Uma das primeiras tendências que temos é de olhar para os grandes desafios do continente numa perspectiva de problema. Os problemas existem, não vamos negá-los, mas prefiro olhar como oportunidades. E há oportunidades extraordinárias no continente, que podem resultar em crescimento económico mais acelerado, mais equitativo e mais distribuído, quer entre regiões, quer entre países da mesma região, quer entre cidadãos.

Quais são essas oportunidades?

De longe, a primeira, é o acordo de livre comércio africano. Esse acordo que já foi assinado por 54 países e retificado por 46, quando implementado, poderá gerar mais de 30 milhões de empregos e o impacto ao nível das receitas para o continente ultrapassa os 450 mil milhões de dólares. É uma oportunidade que já está a materializar-se e sentimos que Cabo Verde, mais uma vez, não está a acompanhar esta dinâmica. Mas temos também o aumento de investimento nas infraestruturas no continente, os grandes corredores que combinam rodoviário, ferroviário, hidroviário, mas também ligado a transporte marítimo e aéreo – de carga e passageiros. É ainda um grande desafio, transportar mercadorias e pessoas é muito difícil, é caro e essa é uma das razões para as diferenças de crescimento entre regiões e países, de que falámos há pouco.

Outro desafio, que não é novo, mas que voltou em força é a dificuldade de acesso a financiamento.

Já era um problema, com o aumento das taxas de juros e da inflação foi agravado e está a dificultar o acesso do continente a recursos financeiros, quer ao nível do financiamento público para o investimento público, quer o financiamento de empresas. O aumento das taxas de juro, a valorização do dólar, a subida da inflação está a ter este outro impacto desastroso em África. O dólar valorizou-se, em média, 20% nos últimos seis meses. O FMI lançou uma iniciativa de aumentar o fluxo financeiro, o BAD também aumentou a sua carteira para África, mas ainda é um grande desafio.

### Instrução
Prossegue o texto sobre as oportunidades e os desafios económicos de África a partir da última frase apresentada.

### Excertos dos registos
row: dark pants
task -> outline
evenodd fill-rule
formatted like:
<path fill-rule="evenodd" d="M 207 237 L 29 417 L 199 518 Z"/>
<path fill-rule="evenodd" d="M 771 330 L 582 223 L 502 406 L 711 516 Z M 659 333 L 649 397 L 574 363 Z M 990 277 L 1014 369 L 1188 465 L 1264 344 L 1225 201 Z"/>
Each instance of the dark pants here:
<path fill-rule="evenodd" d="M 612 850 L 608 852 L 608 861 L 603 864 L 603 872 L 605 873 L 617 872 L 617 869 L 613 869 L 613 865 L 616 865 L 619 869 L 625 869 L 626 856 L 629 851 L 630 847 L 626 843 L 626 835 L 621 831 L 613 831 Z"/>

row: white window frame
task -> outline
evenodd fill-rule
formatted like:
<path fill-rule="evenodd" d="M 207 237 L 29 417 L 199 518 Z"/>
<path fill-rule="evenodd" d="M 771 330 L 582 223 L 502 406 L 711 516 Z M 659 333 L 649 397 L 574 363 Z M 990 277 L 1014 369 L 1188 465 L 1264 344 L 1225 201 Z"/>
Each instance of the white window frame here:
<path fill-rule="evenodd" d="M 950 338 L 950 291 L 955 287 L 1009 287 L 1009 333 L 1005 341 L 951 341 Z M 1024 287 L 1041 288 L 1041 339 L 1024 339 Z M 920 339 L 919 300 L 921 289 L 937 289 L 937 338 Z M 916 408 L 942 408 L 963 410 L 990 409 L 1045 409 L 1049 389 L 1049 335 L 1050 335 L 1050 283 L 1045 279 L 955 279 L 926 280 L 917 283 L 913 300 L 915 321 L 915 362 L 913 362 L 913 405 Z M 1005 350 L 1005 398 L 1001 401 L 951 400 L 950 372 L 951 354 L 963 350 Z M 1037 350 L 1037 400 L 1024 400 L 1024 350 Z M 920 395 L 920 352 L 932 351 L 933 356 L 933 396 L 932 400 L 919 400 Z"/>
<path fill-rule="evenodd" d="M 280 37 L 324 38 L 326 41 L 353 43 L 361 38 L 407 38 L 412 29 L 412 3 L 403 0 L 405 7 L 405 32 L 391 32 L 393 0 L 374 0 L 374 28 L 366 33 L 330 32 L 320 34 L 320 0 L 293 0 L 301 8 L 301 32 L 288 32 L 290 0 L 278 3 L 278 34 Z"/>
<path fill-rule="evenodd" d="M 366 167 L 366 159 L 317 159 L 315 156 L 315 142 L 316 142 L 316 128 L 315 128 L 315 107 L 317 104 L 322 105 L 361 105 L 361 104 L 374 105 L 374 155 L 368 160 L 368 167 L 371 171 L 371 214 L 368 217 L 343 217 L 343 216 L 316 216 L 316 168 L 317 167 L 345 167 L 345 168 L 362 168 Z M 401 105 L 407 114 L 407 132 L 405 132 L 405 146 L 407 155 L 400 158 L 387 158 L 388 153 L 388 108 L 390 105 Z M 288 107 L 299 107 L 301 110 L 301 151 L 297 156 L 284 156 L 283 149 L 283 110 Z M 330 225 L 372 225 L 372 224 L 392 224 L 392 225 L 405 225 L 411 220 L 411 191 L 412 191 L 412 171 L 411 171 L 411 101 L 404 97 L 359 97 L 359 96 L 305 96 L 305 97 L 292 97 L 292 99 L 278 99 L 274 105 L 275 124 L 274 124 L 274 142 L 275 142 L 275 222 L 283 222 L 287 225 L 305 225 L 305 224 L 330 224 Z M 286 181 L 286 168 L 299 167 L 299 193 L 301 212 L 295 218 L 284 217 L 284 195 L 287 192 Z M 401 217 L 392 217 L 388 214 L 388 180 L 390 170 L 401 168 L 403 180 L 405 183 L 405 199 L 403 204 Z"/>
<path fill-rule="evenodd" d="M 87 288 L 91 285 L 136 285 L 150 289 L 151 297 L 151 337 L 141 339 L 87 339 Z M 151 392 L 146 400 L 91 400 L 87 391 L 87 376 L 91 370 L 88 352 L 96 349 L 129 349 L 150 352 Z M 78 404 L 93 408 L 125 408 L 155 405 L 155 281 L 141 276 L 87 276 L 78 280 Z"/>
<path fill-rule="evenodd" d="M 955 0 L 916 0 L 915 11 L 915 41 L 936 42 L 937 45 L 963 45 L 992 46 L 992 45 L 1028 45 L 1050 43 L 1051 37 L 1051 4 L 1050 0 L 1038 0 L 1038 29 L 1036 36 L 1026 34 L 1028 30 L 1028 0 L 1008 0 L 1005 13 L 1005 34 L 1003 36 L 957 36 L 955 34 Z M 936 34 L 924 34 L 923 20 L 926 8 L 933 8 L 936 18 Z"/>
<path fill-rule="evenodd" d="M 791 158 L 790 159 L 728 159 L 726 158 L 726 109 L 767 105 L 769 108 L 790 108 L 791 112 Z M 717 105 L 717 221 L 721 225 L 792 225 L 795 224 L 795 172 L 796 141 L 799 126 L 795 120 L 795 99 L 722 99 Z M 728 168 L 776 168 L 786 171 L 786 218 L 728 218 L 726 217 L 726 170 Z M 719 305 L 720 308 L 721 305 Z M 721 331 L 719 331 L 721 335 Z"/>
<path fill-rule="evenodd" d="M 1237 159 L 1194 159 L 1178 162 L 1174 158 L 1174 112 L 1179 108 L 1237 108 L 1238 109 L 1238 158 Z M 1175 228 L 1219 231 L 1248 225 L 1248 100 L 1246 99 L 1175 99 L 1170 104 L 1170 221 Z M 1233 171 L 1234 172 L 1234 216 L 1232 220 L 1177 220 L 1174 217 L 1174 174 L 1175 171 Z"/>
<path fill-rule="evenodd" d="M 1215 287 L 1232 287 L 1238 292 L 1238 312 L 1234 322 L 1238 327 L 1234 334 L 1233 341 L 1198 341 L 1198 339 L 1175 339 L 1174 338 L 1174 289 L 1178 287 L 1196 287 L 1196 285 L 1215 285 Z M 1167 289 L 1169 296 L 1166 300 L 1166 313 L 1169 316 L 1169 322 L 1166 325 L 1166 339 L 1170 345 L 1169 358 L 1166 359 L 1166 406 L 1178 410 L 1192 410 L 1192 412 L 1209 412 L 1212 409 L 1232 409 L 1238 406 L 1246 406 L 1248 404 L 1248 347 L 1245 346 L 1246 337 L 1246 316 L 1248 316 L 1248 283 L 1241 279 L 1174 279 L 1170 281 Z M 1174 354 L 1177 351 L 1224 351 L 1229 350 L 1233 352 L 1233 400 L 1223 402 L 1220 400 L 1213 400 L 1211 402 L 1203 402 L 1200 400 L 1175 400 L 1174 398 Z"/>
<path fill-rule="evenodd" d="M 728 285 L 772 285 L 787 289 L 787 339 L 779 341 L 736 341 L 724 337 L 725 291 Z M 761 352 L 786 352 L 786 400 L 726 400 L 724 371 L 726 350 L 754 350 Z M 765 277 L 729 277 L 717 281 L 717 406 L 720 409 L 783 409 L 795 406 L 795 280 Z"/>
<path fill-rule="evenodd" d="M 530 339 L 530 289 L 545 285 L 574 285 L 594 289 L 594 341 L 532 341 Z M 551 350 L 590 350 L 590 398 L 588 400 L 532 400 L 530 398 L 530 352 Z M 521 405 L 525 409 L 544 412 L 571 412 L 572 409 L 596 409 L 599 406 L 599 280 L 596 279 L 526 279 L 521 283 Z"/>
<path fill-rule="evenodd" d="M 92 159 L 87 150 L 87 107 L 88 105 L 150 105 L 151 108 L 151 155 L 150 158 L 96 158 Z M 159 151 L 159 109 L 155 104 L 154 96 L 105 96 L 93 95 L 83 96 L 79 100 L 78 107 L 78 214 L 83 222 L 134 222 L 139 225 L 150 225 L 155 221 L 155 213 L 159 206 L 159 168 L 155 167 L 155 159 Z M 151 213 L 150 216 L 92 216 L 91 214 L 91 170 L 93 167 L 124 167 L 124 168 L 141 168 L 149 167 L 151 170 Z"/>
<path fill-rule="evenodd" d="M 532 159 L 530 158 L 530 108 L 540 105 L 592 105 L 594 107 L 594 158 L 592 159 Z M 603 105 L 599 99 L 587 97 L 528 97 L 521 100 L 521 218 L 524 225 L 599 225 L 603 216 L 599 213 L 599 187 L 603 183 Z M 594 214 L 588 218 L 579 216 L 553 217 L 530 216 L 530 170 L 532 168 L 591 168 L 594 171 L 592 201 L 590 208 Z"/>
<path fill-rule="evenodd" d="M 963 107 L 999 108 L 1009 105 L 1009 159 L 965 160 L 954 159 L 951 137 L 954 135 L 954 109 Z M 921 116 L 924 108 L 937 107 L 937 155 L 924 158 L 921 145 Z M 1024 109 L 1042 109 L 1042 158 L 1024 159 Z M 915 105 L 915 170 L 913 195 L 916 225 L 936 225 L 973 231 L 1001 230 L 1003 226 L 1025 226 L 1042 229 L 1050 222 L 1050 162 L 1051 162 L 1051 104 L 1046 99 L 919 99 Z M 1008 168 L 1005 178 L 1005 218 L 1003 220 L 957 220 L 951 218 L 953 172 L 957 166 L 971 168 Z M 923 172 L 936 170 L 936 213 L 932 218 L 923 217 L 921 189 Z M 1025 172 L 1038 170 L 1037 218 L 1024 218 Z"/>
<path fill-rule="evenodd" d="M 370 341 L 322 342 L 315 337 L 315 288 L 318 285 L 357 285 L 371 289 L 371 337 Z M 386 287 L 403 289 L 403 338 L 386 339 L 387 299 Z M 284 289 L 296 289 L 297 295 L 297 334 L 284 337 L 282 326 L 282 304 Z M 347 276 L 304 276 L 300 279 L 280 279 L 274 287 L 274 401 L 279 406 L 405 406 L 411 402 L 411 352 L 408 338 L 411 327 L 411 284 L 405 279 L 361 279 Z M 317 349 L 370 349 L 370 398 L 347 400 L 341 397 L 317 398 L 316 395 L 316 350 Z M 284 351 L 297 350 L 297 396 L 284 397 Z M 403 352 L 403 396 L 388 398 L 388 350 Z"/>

### Resultado
Desviámo-nos da nossa conversa, porque estávamos a falar de oportunidades.

Para mim, há dois outros potenciais que vale a pena sublinhar. Um, é o stock de jovens do continente. Às vezes tendemos a avaliar isso como um problema, quando nos chegam as notícias desses jovens em botes a atravessar o Mediterrâneo, mas quando olhamos friamente e com um certo distanciamento, vemos que é um potencial gigantesco de crescimento económico para África. Há um outro potencial, que é a contribuição do potencial de África para as mudanças climáticas, quer para mitigar as mudanças climáticas, quer para reduzir o ritmo do crescimento das ameaças.

É como escreveu, quando foi convidado para integrar a rede de embaixadores da Acção Climática ACAAI (Africa Climate Action Advocacy Initiative), não se quer uma África apenas vítima dos efeitos das mudanças climáticas – que é um facto – mas também como parte importante das soluções.

Exactamente. Aliás, um dos principais objectivos desta rede é também passar essa mensagem positiva, África é uma das vítimas, não queremos esconder, mas queremos também este outro discurso: que há oportunidades, que África pode jogar um papel importante, que África tem recursos naturais e humanos que podem ser fundamentais para contribuir para a mitigação dos efeitos das alterações climáticas, de desenvolvimento de soluções.

Como o mercado de captura de carbono.

Em África é gigantesco. Só para dar um exemplo, Cabo Verde, que é tão pequeno, tem um potencial de captura de carbono estimado em 600 mil toneladas, por ano. Neste momento, o preço médio do certificado de captura de carbono anda entre 70 a 8 dólares por tonelada. Mesmo que recebêssemos 50 dólares por tonelada, pelo menos 200 mil toneladas/ano poderiam ser exploradas comercialmente, o que poderia gerar cerca de 10 milhões de dólares de receitas anuais para o país e criar mais de 12.500 empregos dentro do sector de actividades. Agora, extrapolemos estes números para todo o continente, são dezenas de milhares de milhões de dólares por ano.

Por falar em receitas, há outra questão com que se debate no continente, que é a informalidade – em alguns países chega a ser superior a 90% da sua economia – com toda esta necessidade de investimento: infraestruturas de transportes, saneamento, comunicações, etc., como é que os estados vão conseguir as receitas necessárias?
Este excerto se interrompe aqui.